[Work order]
Once the pictures are set aside, transcribe the remaining data exactly.

[Available records]
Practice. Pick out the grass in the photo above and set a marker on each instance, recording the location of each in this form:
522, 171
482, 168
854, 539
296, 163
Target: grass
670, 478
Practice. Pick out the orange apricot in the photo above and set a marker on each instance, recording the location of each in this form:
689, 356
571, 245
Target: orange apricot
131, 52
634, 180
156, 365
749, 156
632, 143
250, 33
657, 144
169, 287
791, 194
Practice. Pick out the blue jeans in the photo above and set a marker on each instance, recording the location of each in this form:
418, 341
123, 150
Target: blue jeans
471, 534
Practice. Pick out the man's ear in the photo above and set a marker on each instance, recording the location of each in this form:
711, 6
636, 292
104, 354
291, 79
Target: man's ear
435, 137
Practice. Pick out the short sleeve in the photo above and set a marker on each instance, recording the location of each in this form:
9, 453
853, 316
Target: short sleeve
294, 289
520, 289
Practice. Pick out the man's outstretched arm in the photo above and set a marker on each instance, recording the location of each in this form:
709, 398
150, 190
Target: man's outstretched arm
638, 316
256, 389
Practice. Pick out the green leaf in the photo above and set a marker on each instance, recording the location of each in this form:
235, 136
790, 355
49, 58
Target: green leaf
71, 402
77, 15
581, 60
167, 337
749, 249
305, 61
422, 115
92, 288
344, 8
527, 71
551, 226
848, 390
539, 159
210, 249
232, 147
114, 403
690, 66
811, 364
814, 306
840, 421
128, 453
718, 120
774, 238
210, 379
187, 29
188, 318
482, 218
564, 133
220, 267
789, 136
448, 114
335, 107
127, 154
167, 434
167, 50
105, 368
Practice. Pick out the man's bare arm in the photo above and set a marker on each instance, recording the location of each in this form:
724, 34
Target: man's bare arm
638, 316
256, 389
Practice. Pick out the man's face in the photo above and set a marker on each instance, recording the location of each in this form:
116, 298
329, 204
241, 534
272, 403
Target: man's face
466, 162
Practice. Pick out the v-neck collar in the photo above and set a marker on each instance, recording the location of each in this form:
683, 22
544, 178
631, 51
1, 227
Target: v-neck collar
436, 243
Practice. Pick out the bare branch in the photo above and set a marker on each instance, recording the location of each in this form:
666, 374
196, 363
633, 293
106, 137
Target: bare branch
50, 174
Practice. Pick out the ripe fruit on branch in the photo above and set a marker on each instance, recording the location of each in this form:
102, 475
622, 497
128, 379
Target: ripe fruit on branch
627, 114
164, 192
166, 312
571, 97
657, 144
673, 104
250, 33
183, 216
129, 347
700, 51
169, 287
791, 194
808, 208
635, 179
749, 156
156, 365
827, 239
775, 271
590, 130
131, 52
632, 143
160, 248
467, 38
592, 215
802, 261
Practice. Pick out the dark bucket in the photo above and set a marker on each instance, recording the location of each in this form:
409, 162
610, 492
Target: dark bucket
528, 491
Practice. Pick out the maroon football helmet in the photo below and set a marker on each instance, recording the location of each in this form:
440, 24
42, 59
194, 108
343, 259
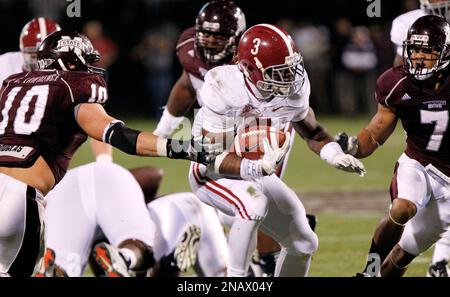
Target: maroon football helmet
218, 27
269, 58
427, 34
31, 36
68, 51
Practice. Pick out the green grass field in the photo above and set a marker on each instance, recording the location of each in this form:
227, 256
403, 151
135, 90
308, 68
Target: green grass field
343, 237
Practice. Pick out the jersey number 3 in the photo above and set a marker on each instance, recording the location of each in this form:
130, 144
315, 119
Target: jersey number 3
29, 114
440, 119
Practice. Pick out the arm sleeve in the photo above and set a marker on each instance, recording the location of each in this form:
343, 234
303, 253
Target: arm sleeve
304, 107
86, 88
217, 112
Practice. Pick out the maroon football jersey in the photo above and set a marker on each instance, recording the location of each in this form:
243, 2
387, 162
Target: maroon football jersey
424, 114
37, 116
189, 56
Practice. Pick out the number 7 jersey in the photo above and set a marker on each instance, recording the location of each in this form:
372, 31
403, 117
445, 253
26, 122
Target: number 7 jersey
424, 114
37, 116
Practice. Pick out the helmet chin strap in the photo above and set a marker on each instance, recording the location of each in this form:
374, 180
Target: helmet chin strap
61, 64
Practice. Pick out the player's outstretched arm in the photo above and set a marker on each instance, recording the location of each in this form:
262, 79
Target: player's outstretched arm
182, 97
323, 144
94, 120
371, 137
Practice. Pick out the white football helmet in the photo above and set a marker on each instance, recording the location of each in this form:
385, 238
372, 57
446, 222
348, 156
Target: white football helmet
437, 7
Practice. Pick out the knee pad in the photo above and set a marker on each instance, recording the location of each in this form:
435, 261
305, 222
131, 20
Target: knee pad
304, 245
402, 211
142, 250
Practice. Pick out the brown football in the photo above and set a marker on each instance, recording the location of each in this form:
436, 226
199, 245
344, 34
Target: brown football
248, 143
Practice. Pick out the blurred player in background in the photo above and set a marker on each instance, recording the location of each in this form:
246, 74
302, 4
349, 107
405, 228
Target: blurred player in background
210, 43
46, 115
399, 31
417, 94
269, 82
402, 23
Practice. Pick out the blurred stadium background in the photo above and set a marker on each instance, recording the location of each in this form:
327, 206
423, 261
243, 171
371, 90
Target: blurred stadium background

[Exercise output]
Practice. Pick out the grass in the photo above and set a marker on each instance, recording the location of each in this form:
522, 171
482, 168
854, 539
296, 163
Target: grass
670, 478
Practice. Pick out the orange apricot in the photo above and set a marker on each instance, recording the location of each in this form:
689, 356
571, 245
Target: orange apricot
131, 52
634, 180
156, 365
749, 156
632, 143
250, 33
657, 144
169, 287
791, 194
Practice. Pick out the blue jeans in the photo above and set a marker on each instance, recording the location of each in this form:
418, 341
123, 150
Target: blue jeans
471, 534
Practice. Pick out the man's ear in the photo above and set a marker on each instance, recording the location of each in this form:
711, 6
636, 292
104, 354
291, 79
Target: man's ear
435, 137
Practice. Pick out the short sleeve in the photo above and set a marker on each instance, recording the location of each in this form:
9, 453
853, 316
Target: short sleeve
294, 289
520, 289
Practice. Pick out the man's outstretched arm in the photo above and set a marker on each instance, recording the location of each in this form:
709, 398
150, 190
Target: man's outstretched arm
638, 316
256, 389
Practice. Pick out the green leaf in the photo above and set a marker on each instance, recording the location of each in this form:
235, 136
790, 355
49, 58
Target: green leaf
71, 402
77, 15
581, 60
167, 337
749, 249
305, 61
422, 115
92, 288
344, 8
527, 71
551, 226
848, 390
539, 159
210, 249
232, 147
114, 403
690, 66
811, 364
814, 306
840, 421
128, 453
718, 120
774, 238
210, 379
187, 29
188, 318
482, 218
564, 133
220, 267
789, 136
448, 114
335, 107
127, 154
167, 434
167, 50
105, 368
Practice. Pick out the man's bare arm in the photo above and set a marker on each instance, recording the location of each in this form:
724, 34
Target: man's bare arm
638, 316
256, 389
Practice. Pick out the man's face in the photo above and set a marker on each instance, recording the location of each in this form:
116, 298
329, 204
241, 534
272, 403
Target: man's face
466, 162
Practice. Pick out the v-neck collar in the photo above and set a marker on each instance, recording the location of each in this form:
683, 22
544, 178
631, 51
1, 227
Target: v-neck collar
436, 243
Practice. Pick out the bare branch in the photo above and set a marker on each instance, recording the location of each in this form:
666, 374
196, 363
633, 293
106, 137
Target: bare branch
50, 174
Practice. Pick out the ripe fruit on branch in the photo above and set a marker on each instance, recording the location of each in this form:
102, 475
622, 497
128, 379
Target: ripe fruit on branch
627, 114
164, 192
166, 312
571, 97
657, 144
673, 104
250, 33
183, 216
129, 347
700, 51
169, 287
791, 194
808, 208
635, 179
749, 156
156, 365
827, 239
775, 271
590, 130
131, 52
632, 143
160, 248
467, 38
592, 215
802, 261
Practice. Pick out the dark bucket in the photo above and set a marker on each instance, recording the location of each in this form:
409, 162
610, 492
Target: dark bucket
528, 491
Practice. Pick out the maroon football helmet in the photo below and set a marker on each instance, recording the location of each in this form:
440, 24
42, 59
194, 108
343, 259
Target: maroon football helmet
218, 27
269, 58
427, 34
31, 36
68, 51
Practice. Pick out the green grass field in the photo above and set a marker on each instance, recording the location of each in this form:
227, 256
403, 151
135, 90
308, 68
Target: green grass field
343, 237
Practice. Pick out the jersey number 3 in the photo above and set a marker on each instance, recording the location of each in this form:
130, 144
315, 119
Target: jersey number 3
29, 114
440, 119
Practice. Pick out the arm sleeve in the photo above and set a marker on each instance, recording the location of each in this form:
343, 234
303, 253
Target: arm sleeve
304, 107
86, 88
217, 112
Practice. Pick out the maroon football jersey in the photo above and set a marker on each instance, recording the location of each in this form:
243, 2
387, 162
Target: maroon football jersey
424, 114
37, 116
189, 56
Practice. Pick out the number 7 jersey in the photo above and set a marker on each instance, recording the location of each in this form:
372, 31
403, 117
445, 253
26, 122
Target: number 7 jersey
424, 114
37, 116
Practice. Pick out the helmet chin strap in the photo above and set a marker on each instance, recording the location of each in this form:
374, 180
Target: helmet chin strap
61, 64
Practice. Pick out the player's outstretched arm in the photo above and set a marker on each instance, recording the location of each in this form:
262, 79
Target: player's outstretched arm
182, 97
323, 144
94, 120
371, 137
Practice. Pick out the white football helmet in the photo above and set a marker on each instance, recording the location of each in this form:
385, 238
372, 57
446, 222
348, 156
Target: white football helmet
437, 7
Practice. Pick out the knee pad in the photo above and set a marker on each instance, recording the location of each in this form:
435, 261
305, 222
131, 20
Target: knee pad
304, 245
402, 211
142, 250
Practice. Pick out the brown football in the photo above and set a marker on each instance, recording the location of each in this form:
436, 226
199, 245
344, 34
Target: brown football
248, 143
Practice. Pick out the blurred player in background in the photo above and set a marker on each instance, recording the location of each in this form:
246, 74
302, 4
349, 107
405, 228
Target: blurred player in background
210, 43
46, 115
399, 31
417, 94
269, 82
402, 23
Practice. Pick out the blurred stadium background in the photo above and set a marker on each instance, recording the location of each in this form:
327, 206
423, 261
243, 171
371, 90
Target: blurred stadium background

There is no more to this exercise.